● **Exercise description**:
Repeat all entries word for word; skip images.

● **Extracted data entries**:
_____

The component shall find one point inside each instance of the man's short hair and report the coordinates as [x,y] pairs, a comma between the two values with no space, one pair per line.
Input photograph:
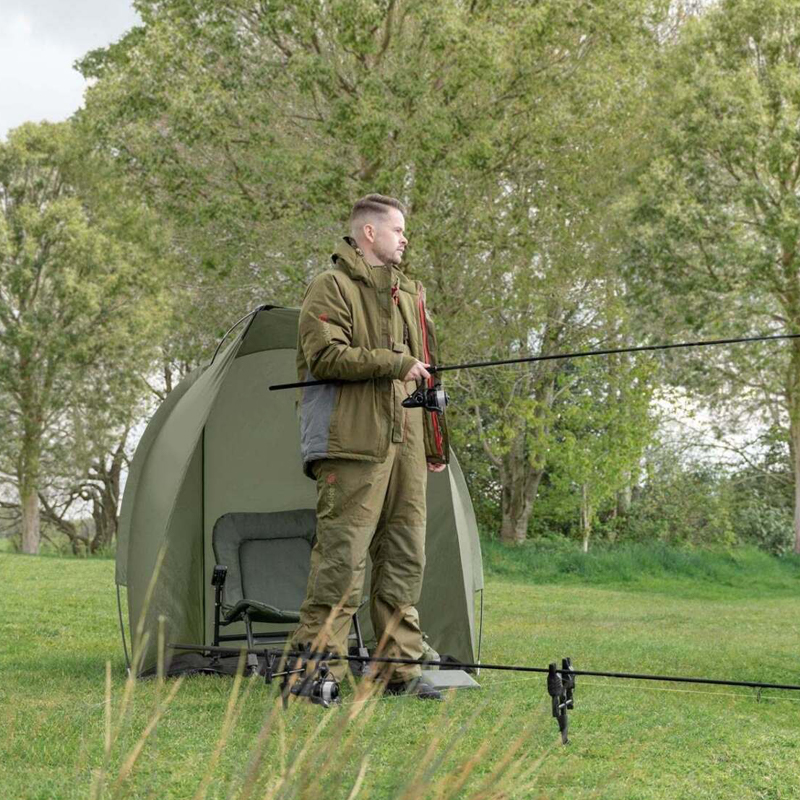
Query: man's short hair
[374,204]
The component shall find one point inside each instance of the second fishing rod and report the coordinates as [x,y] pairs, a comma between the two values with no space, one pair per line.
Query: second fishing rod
[435,399]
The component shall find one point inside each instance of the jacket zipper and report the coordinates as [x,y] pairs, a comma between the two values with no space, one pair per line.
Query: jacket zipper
[437,433]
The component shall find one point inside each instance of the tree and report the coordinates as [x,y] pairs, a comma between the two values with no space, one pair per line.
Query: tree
[253,127]
[717,212]
[78,284]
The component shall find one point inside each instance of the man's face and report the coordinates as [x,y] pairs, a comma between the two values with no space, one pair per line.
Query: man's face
[388,241]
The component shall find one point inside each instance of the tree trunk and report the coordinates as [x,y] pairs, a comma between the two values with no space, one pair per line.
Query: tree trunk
[795,434]
[520,485]
[586,517]
[29,505]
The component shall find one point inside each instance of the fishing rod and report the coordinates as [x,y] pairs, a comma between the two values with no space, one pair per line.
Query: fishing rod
[435,399]
[313,681]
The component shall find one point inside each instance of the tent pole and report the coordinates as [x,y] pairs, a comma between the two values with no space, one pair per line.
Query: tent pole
[122,632]
[480,635]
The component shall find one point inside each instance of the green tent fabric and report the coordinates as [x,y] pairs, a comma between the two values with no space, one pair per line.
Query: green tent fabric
[222,443]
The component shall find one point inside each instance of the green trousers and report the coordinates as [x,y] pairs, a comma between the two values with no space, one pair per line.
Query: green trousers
[376,508]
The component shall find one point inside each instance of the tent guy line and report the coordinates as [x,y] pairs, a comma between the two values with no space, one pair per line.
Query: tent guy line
[560,356]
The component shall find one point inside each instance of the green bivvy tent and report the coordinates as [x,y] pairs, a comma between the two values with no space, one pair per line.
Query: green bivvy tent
[221,442]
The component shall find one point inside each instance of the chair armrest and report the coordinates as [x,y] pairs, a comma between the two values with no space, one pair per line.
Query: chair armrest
[219,575]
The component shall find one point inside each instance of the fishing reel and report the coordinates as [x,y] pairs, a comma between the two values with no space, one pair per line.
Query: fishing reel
[318,686]
[432,398]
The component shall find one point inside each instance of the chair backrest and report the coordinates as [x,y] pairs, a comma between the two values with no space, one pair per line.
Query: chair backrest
[268,555]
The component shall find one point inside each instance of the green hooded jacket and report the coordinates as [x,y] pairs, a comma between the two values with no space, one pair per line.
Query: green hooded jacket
[363,327]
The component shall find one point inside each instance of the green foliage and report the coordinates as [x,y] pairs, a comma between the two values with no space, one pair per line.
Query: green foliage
[81,285]
[643,566]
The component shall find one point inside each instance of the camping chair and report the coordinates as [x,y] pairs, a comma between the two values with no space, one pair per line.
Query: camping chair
[262,564]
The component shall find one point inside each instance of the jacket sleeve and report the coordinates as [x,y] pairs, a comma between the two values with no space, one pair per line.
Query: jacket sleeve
[326,330]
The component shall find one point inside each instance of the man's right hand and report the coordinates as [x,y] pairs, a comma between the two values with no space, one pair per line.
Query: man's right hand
[418,372]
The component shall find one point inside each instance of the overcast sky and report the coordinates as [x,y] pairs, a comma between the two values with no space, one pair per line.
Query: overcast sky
[39,42]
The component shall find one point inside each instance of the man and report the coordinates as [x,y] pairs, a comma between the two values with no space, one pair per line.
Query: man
[364,325]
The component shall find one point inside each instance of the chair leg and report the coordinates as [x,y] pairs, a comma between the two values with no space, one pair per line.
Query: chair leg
[252,658]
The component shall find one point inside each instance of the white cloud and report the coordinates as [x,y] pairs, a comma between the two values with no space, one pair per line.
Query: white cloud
[39,43]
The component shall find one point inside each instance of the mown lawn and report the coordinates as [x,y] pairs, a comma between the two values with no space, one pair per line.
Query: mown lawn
[629,740]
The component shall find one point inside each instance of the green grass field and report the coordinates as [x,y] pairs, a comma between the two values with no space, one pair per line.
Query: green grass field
[723,616]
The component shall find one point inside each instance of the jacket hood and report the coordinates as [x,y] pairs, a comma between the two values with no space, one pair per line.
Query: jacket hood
[349,258]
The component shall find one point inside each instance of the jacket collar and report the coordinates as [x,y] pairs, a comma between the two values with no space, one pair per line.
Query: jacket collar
[349,258]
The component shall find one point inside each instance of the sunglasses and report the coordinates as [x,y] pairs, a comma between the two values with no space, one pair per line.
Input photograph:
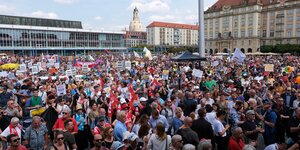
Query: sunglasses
[60,138]
[15,140]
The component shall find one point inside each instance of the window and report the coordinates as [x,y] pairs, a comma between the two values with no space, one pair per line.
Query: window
[291,11]
[242,33]
[272,33]
[264,33]
[289,26]
[289,34]
[250,32]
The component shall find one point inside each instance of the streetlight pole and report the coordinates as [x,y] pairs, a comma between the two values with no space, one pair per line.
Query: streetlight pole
[201,42]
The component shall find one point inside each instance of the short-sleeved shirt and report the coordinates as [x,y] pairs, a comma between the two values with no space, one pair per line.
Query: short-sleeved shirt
[37,140]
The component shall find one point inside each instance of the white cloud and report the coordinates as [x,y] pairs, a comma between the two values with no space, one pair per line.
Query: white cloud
[156,6]
[98,18]
[65,1]
[41,14]
[5,9]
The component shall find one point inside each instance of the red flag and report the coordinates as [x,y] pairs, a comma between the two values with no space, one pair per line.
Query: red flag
[133,97]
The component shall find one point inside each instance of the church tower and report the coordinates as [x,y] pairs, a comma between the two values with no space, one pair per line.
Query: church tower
[136,25]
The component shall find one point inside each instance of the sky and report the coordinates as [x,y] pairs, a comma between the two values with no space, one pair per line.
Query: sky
[107,15]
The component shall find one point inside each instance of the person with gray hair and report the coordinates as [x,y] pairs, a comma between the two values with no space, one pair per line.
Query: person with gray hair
[13,128]
[177,142]
[205,144]
[120,127]
[38,140]
[189,147]
[189,136]
[236,140]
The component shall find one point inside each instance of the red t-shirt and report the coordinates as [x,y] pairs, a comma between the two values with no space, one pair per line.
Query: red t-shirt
[235,144]
[59,124]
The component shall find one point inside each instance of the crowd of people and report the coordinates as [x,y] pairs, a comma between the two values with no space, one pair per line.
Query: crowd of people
[152,105]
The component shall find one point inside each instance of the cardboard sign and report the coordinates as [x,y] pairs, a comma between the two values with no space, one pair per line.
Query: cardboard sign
[61,90]
[23,68]
[128,65]
[269,68]
[34,70]
[165,75]
[197,73]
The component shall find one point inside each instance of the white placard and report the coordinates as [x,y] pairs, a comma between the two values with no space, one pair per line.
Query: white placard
[61,90]
[34,70]
[128,65]
[197,73]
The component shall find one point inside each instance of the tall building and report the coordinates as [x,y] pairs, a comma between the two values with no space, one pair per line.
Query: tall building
[164,33]
[33,36]
[136,34]
[248,24]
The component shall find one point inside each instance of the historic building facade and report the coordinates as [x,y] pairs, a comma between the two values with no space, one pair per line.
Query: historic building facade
[136,34]
[172,34]
[248,24]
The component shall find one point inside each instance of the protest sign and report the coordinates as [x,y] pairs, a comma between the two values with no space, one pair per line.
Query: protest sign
[23,68]
[269,68]
[165,75]
[61,90]
[197,73]
[11,76]
[3,74]
[56,65]
[34,70]
[128,65]
[85,68]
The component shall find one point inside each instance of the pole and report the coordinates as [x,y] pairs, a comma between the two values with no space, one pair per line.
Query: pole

_____

● **Solution to this task**:
The component shall find one point inside each instance of the man's short hair and report the coordinates as [x,y] pairs, a comma between the two values with no space, one pair per line.
Input photograph:
Query: man's short hair
[374,204]
The component shall find one point inside each instance of the second fishing rod and report the coordinates as [x,y] pairs, a comma between the two values with no space, one pair per line.
Query: second fishing rod
[435,399]
The component shall find one point inside each instance of the jacket zipper and report the coordinates as [x,y] pairs, a comma between the two values with no space, one pair per line.
Query: jacket zipper
[437,433]
The component shall find one point inside each instance of the tree and report the coordinates as [x,y] pairs, a comma between the two values with no space, one pair per line.
Query: tree
[253,127]
[717,212]
[78,284]
The component shall find one point inside each instance of the man's face and report the coordinates as [x,y] pairs, a comma between the two values with no space, one pair per line.
Query: man's face
[388,241]
The component shall find one point inside each instance of the tree trunk and report the coordinates as [x,y] pairs, a comma between the two values with no space, one pair per line.
Query: tree trunk
[795,434]
[520,485]
[586,517]
[29,505]
The component shall find one point inside each instance of the fishing rod and report the coordinates as [x,y] pairs, a comma between the two values with no space, one pair per line.
Query: fishing rod
[435,399]
[313,681]
The component shall find one point inside each instance of the tent pole and report the coordinates as [x,y] pairs, a comma between the two values with no space, one pair per line.
Query: tent pole
[122,632]
[480,635]
The component shall find one point inside each instance of the green tent fabric and report the coordinates as [x,y] pairs, a comma between the two values with no space, one pair per line.
Query: green tent fabric
[222,443]
The component shall find one point inside each instance of the green trousers and report the coordinates as [x,y] pairs, a comma between the two values with no space, one pair per line.
Query: green trousers
[376,508]
The component shall find one point inside each instance of the tent guy line and report the coordinates as [x,y] pairs, a comma between the two values with no space, one pair per line.
Query: tent guy line
[560,356]
The component shall find one point inside each instance of the green bivvy tent and report the coordinates as [x,y] pairs, a comma between the two values with no space, one pair per line.
Query: green bivvy tent
[221,442]
The component shall find one point inside each instance of the chair armrest and report the coordinates as [x,y] pairs, a comma between the two values with no space, one pair per line.
Query: chair armrest
[219,575]
The component shall find one point inside each instance of the fishing reel and report the coordinates as [x,y] pairs, a comma between the two values with no space, one pair per line.
Query: fishing reel
[318,686]
[432,398]
The component shall find one point inside each instance of the chair backrest and report the coordinates as [x,y] pairs, a comma between the two values with no space, one pair per line.
Query: chair backrest
[268,555]
The component shall find one point inside each instance of the green hooded jacket and report the coordinates as [x,y] pairs, a comma between the two values with no space, one pair per line.
Query: green hooded jacket
[363,327]
The component shall find one point inside each instance of the green foliage and report the coordinates as [x,y] pairs, a comma between the two values with no space, one pair per line.
Query: green foliage
[81,285]
[643,566]
The component shall find one point inside each instance of the camping chair and report the coordinates as [x,y] pairs, a comma between the two values with no space, one pair per line.
Query: camping chair
[262,564]
The component shall find one point inside each instance of the jacket sleeve and report the coordinates as [x,y] pairs, a comma between the two values with no space, one pair per line.
Query: jacket sleeve
[326,330]
The component shall find one point inside each instance of the man's right hand and report the coordinates as [x,y] pairs, a comma between the two values with no space, one pair per line.
Query: man's right hand
[418,372]
The component shall find one point inside each instance of the overcast sky and report the coordinates as [x,y] pairs, a comma between the two values with no space, one pair per line.
Query: overcast sky
[39,42]
The component shall find one point inside each instance of the man and report the coordinates as [x,y] pairs, a comma between the two values with no space, one pair per line.
Query: man
[364,325]
The component shall find one point inside each instance of the chair leg and report the coordinates as [x,y] pairs, a comma between the two values with no space, one pair per line.
Query: chair leg
[252,658]
The component shall find one point inside each instance of the white cloud and report the coordinates as [x,y] pairs, a comma between the two values with no space, one pair per line.
Query: white cloud
[39,43]
The component shall find one point inside each instance of the mown lawn and report the coordinates as [x,y] pairs, a comma between the two values with no space, one pair per line.
Query: mown lawn
[629,740]
The component shall find one point inside each instance of the green grass field and report the coordinates as [x,y] pairs, a comma between the two values with no space, one pair per line.
Query: green grass field
[723,616]
The component shall find one point inside each instance of the jacket hood and report the coordinates as [x,y] pairs, a comma between the two values with no space, one pair per line.
Query: jacket hood
[349,258]
The component shall find one point inside each instance of the jacket collar and report the coordinates as [x,y] pairs, a comma between the two values with no space, one pair per line.
Query: jacket collar
[349,258]
The component shall find one point inside each instance of the sunglasses and report the coordinates as [x,y] pairs, a comma between the two values with no space, one pair per line.
Input photograph:
Query: sunglasses
[60,138]
[15,140]
The component shall find one point inside each instance of the window and report the coordinates as [x,y] pairs, a comma between the two values with no space, one pair per line.
Query: window
[291,11]
[242,33]
[272,33]
[264,33]
[289,26]
[289,34]
[250,32]
The component shall find one point inside each instance of the streetlight pole and report the coordinates as [x,y] pairs, a comma between the two values with no space, one pair per line.
Query: streetlight pole
[201,42]
The component shall find one point inside each instance of the short-sleeved shirt and report the coordinates as [x,y] pairs, a comma between the two values with no space, one pair per line.
Query: short-sleeved shirt
[37,140]
The component shall find one point inside each instance of the white cloud and report the coordinates as [x,y] pairs, a comma between the two values with no space, one pair per line.
Query: white cloud
[156,6]
[98,18]
[65,1]
[41,14]
[5,9]
The component shall find one point inside each instance of the red flag and report the coordinates as [x,y] pairs, a comma between the two values with no space, one pair per line.
Query: red flag
[133,97]
The component shall find one point inside each instance of the church tower and report the coordinates as [x,y] pairs, a comma between the two values with no space, one pair per line.
Query: church tower
[136,25]
The component shall find one point inside each instance of the sky and report the coordinates as [x,y] pairs, a comma between the two values with no space, one pair per line.
Query: sky
[107,15]
The component shall find one point inside each instance of the person with gray hair and report the coordinates as [x,y] pairs, a comma between the two values with no space, one pair per line.
Query: person with gray hair
[13,128]
[177,142]
[205,144]
[120,127]
[38,140]
[189,147]
[189,136]
[236,140]
The component shall find one point inside each instance of the red t-shirt and report the coordinates as [x,y] pairs, a comma between the two values with no space, one pair per line.
Query: red t-shirt
[235,144]
[59,124]
The component shall find one point inside each instance of the crowd of people and report the coordinates as [x,y] pairs, a comma between the two values with no space, one pair per line.
Query: crowd of people
[152,105]
The component shall find one point inside each instance of the cardboard sign and report the coordinates as [x,y] pairs, a comma between the two values with no space, one pair per line.
Query: cardboard sign
[61,90]
[23,68]
[128,65]
[269,68]
[34,70]
[165,75]
[197,73]
The component shall find one point inside each instance of the white placard and report the coordinates as [x,y] pairs, a comma between the two values with no space, one pair per line.
Query: white placard
[61,90]
[34,70]
[128,65]
[197,73]
The component shall find one point inside each instance of the tall building and report the coordinates as [x,y] pairs, a comma between the two values with no space, one pair per line.
Query: tall building
[164,33]
[33,36]
[136,34]
[248,24]
The component shall find one point inside each instance of the historic building facade and report the coordinates as [x,y] pairs, a comma between the two values with no space, one pair per line.
Query: historic building facade
[136,34]
[172,34]
[248,24]
The component shall find one point inside each instance of the protest sign and report the coordinates as [x,y] pairs, a comma between the two values with no space, one pair per line.
Query: protest sign
[23,68]
[269,68]
[165,75]
[61,90]
[197,73]
[11,76]
[3,74]
[56,65]
[34,70]
[128,65]
[85,68]
The component shall find one point inside each instance of the pole and report the coordinates as [x,y] pairs, a comma between the two values with no space, one pair per line.
Query: pole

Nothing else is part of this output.